--- start of Text ---

The Chairman of the Volkswagen brand Board of Management, Dr Herbert Diess, said in Wolfsburg: "Our goals are high and our strategy is very ambitious. We want to benefit from change and to take Volkswagen into the lead in the new automobile industry with determination. Over the next few years, Volkswagen will change radically. Very few things will stay as they are. In the final resort, the new strategy is a major transformation program."

However, the programme will come at a significant cost and the early word is that Volkswagen will be looking to shed as many as 30,000 jobs worldwide, something that it will have a difficult time negotiating with its various unions, as well as with the politicians of the state of Lower Saxony, which has significant places on the Volkswagen board.

The plan will, says Volkswagen, be implemented in three stages. In the first, "up to 2020, the brand will be entirely restructuring its core business and completing a transformation along the entire value stream. At the same time, the company will develop new competences." This seems to translate as Volkswagen looking more to outside suppliers for components that are currently made in-house, as well as redirecting its R&D efforts more towards electric cars.

--- end of Text ---
--- start of Dataset excerpt ---

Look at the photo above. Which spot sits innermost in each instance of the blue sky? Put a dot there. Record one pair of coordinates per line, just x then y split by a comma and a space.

--- end of Dataset excerpt ---

**Task statement**
Please decide whether each statement agrees with the Volkswagen text above, answering yes or no and quoting the deciding words. (a) Volkswagen's plan is to be carried out in three stages. (b) Volkswagen is reported to be looking to cut as many as 50,000 jobs. (c) Diess said that most things at Volkswagen will stay as they are.

**Response**
(a) Yes: "The plan will, says Volkswagen, be implemented in three stages."
(b) No: "Volkswagen will be looking to shed as many as 30,000 jobs worldwide"
(c) No: "Very few things will stay as they are."